### WORK INSTRUCTION
The answer must be every entry, given again word for word.

* * *

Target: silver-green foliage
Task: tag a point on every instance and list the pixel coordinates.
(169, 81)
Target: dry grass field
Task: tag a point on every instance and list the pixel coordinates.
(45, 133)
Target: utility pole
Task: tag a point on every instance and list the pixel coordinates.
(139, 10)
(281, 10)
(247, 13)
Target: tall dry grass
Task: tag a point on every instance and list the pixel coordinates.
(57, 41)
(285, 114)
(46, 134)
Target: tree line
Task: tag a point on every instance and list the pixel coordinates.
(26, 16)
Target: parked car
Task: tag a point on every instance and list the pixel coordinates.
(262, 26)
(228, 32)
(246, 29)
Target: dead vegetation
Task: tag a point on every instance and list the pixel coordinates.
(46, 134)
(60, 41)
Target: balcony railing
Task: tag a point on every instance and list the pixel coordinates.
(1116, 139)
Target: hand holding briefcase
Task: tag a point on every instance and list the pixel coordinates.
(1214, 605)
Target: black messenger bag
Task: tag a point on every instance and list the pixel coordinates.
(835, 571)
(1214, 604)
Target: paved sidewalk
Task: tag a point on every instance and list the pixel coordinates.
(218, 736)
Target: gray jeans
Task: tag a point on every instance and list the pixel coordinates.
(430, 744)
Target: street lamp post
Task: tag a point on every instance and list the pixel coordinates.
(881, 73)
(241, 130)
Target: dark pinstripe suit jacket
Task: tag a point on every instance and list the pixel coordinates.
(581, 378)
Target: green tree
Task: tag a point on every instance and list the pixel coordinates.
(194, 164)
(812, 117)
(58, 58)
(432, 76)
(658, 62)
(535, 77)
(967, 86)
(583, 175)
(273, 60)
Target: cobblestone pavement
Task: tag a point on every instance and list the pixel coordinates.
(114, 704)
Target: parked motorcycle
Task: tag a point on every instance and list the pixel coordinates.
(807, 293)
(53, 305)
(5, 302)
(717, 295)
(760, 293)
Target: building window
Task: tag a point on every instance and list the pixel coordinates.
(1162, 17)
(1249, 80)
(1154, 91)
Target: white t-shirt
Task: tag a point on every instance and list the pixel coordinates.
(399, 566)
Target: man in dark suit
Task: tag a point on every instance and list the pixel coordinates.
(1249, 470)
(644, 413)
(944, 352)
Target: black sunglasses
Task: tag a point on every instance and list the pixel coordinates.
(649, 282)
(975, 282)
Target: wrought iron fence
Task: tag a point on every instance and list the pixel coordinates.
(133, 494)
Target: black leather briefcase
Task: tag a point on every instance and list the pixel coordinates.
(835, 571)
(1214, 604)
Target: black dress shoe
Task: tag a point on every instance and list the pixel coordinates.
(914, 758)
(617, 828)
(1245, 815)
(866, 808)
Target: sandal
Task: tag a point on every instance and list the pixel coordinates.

* * *

### RESPONSE AREA
Target: silver-green foliage
Task: tag a point on every instance and list the pixel coordinates.
(169, 81)
Target: dry grass field
Task: tag a point on every instance and list the pixel coordinates.
(45, 133)
Target: utility pole
Task: tag a point on every instance and list the pixel coordinates.
(139, 10)
(281, 10)
(247, 13)
Target: tall dry grass
Task: tag a point on every instance and list the pixel coordinates.
(57, 41)
(285, 114)
(46, 134)
Target: tree line
Task: tag a point on every instance and list the pixel coordinates.
(26, 16)
Target: parked car
Task: tag a point on every instance and list the pixel coordinates.
(262, 26)
(228, 32)
(246, 29)
Target: dead vegetation
Task: tag a point on every instance and list the pixel coordinates.
(46, 134)
(60, 41)
Target: balcony railing
Task: tag a point on every instance and list the pixel coordinates.
(1116, 139)
Target: hand holding briefcase
Task: tag a point on every instance and list the pixel coordinates.
(1214, 605)
Target: black messenger bag
Task: tag a point on every instance and list the pixel coordinates.
(835, 571)
(1214, 604)
Target: paved sidewalk
Task: tag a point on every instance and list the pixel coordinates.
(218, 736)
Target: gray jeans
Task: tag a point on every instance and list the pixel coordinates.
(430, 744)
Target: street lamp post
Task: tag a point on every instance and list the pixel coordinates.
(881, 73)
(241, 130)
Target: dark pinstripe suit jacket
Task: tag a point on every instance and list the pixel coordinates.
(581, 378)
Target: green tree
Task: tag a point on every instance and list the pixel coordinates.
(194, 164)
(812, 117)
(58, 58)
(432, 76)
(658, 62)
(535, 77)
(967, 86)
(583, 175)
(273, 60)
Target: cobblestone pavement
Task: tag a point on every instance and list the pixel coordinates.
(114, 704)
Target: parked motorcycle
Task: tag a point on every instance and list the pixel coordinates.
(807, 293)
(53, 305)
(5, 302)
(717, 295)
(760, 293)
Target: building window
Task: tag a point on every instance and list the pixel coordinates.
(1162, 17)
(1249, 80)
(1154, 91)
Target: white t-shirt
Task: tag a point on every instance and list the pixel coordinates.
(399, 566)
Target: man in dark suit
Task: tag a point on every instance and list the pixel coordinates.
(1249, 470)
(644, 413)
(944, 352)
Target: black sunglasses
Task: tag a point on every instance and list the pixel coordinates.
(649, 282)
(975, 282)
Target: wrought iron fence
Task: tag a point on every instance and list the pixel coordinates.
(133, 494)
Target: black leather briefcase
Task: tag a point on every instance and list the pixel coordinates.
(835, 571)
(1214, 604)
Target: black dress shoe
Task: tag a point on every instance and list the pixel coordinates.
(914, 758)
(617, 828)
(1245, 815)
(866, 808)
Target: sandal
Task: tag a point on every instance and list the pixel coordinates.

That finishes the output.